## Task inputs
——
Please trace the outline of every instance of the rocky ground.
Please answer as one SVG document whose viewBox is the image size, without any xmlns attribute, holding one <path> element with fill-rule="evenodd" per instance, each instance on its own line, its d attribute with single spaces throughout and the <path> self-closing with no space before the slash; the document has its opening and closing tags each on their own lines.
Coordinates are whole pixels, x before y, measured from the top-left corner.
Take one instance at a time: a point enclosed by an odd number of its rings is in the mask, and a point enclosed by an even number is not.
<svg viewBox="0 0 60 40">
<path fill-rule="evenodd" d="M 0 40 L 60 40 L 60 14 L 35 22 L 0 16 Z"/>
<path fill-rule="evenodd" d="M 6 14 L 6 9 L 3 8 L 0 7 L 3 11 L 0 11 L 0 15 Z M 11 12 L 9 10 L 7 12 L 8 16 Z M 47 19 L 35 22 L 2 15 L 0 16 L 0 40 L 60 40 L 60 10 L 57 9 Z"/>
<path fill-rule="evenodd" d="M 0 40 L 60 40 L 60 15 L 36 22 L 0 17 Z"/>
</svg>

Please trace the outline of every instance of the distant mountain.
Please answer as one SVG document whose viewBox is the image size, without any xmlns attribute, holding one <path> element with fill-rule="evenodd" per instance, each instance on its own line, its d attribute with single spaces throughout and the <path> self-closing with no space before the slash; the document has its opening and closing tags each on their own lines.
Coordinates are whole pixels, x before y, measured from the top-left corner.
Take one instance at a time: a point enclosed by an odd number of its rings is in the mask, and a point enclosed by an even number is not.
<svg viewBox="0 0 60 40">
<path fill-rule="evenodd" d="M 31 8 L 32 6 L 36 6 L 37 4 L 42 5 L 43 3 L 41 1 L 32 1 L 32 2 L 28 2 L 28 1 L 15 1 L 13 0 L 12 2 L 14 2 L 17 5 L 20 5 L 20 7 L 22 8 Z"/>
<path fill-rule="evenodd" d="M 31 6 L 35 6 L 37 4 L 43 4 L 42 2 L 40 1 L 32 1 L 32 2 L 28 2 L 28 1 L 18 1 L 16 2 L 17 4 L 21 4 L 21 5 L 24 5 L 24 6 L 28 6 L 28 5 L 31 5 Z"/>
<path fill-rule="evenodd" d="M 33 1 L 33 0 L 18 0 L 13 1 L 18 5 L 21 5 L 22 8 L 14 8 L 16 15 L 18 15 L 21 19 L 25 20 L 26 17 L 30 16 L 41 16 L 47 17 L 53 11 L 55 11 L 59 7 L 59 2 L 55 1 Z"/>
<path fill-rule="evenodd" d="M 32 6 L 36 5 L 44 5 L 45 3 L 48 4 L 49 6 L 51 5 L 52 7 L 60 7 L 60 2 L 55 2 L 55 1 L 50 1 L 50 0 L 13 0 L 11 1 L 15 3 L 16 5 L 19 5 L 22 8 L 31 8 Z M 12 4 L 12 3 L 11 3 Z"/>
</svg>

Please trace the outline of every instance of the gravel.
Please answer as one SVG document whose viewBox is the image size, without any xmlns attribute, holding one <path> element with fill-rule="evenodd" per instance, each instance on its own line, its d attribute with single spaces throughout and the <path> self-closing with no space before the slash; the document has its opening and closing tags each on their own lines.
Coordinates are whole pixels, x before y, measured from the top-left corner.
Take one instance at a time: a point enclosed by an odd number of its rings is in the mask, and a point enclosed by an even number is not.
——
## Activity
Restate every line of the data word for word.

## Answer space
Please trace the outline of every instance of the rocky ground.
Please answer as one SVG document whose viewBox is the image size, without any xmlns attribute, holding one <path> element with fill-rule="evenodd" per instance, each instance on its own line, its d attribute with single spaces throughout and the <path> self-closing with no space before the slash; the document has its opening and closing tags each on their own lines.
Coordinates are whole pixels, x before y, measured from the top-left corner.
Take one instance at a time: a point enclosed by an odd number of its rings is in the mask, and a point enclosed by an even number is not.
<svg viewBox="0 0 60 40">
<path fill-rule="evenodd" d="M 0 40 L 60 40 L 60 14 L 35 22 L 0 16 Z"/>
<path fill-rule="evenodd" d="M 6 14 L 6 9 L 3 8 L 0 7 L 3 11 L 0 11 L 0 15 Z M 11 12 L 9 10 L 7 12 L 8 16 Z M 47 19 L 35 22 L 2 15 L 0 16 L 0 40 L 60 40 L 60 10 L 57 9 Z"/>
<path fill-rule="evenodd" d="M 0 40 L 60 40 L 60 15 L 36 22 L 0 17 Z"/>
</svg>

Please trace the outline of every instance of the distant mountain.
Please answer as one SVG document whose viewBox is the image size, without any xmlns attribute, holding one <path> element with fill-rule="evenodd" per instance, each instance on its own line, its d attribute with single spaces throughout and the <path> self-closing with no space before the slash; the document has its opening and closing tags each on their own lines.
Coordinates are whole pixels, x before y, measured from the top-left corner.
Take one instance at a time: a point enclosed by an odd number of its rings is in the mask, and a point enclosed by an even number is not.
<svg viewBox="0 0 60 40">
<path fill-rule="evenodd" d="M 31 8 L 32 6 L 36 6 L 37 4 L 42 5 L 43 3 L 41 1 L 32 1 L 32 2 L 28 2 L 28 1 L 15 1 L 13 0 L 12 2 L 14 2 L 17 5 L 20 5 L 20 7 L 22 8 Z"/>
<path fill-rule="evenodd" d="M 31 6 L 35 6 L 37 4 L 43 4 L 42 2 L 40 1 L 32 1 L 32 2 L 28 2 L 28 1 L 18 1 L 16 2 L 17 4 L 21 4 L 21 5 L 24 5 L 24 6 L 28 6 L 28 5 L 31 5 Z"/>
<path fill-rule="evenodd" d="M 33 1 L 33 0 L 18 0 L 13 1 L 18 5 L 21 5 L 22 8 L 14 8 L 16 15 L 18 15 L 21 19 L 25 20 L 26 17 L 30 16 L 41 16 L 47 17 L 53 11 L 55 11 L 59 7 L 59 2 L 55 1 Z"/>
<path fill-rule="evenodd" d="M 32 6 L 36 5 L 44 5 L 45 3 L 48 4 L 49 6 L 51 5 L 52 7 L 60 7 L 60 2 L 55 2 L 55 1 L 50 1 L 50 0 L 13 0 L 11 1 L 15 3 L 16 5 L 19 5 L 22 8 L 31 8 Z M 12 4 L 12 3 L 11 3 Z"/>
</svg>

Please trace the outline of every instance of the gravel.
Please answer as one SVG document whose viewBox is the image size, without any xmlns attribute, holding one <path> element with fill-rule="evenodd" per instance, each instance on its own line, its d attribute with single spaces throughout and the <path> self-closing with no space before the slash; the document has its opening and closing tags each on their own lines.
Coordinates are whole pixels, x before y, measured from the top-left corner.
Take one instance at a time: a point enclosed by an odd number of its rings is in the mask, and a point enclosed by an even number is not.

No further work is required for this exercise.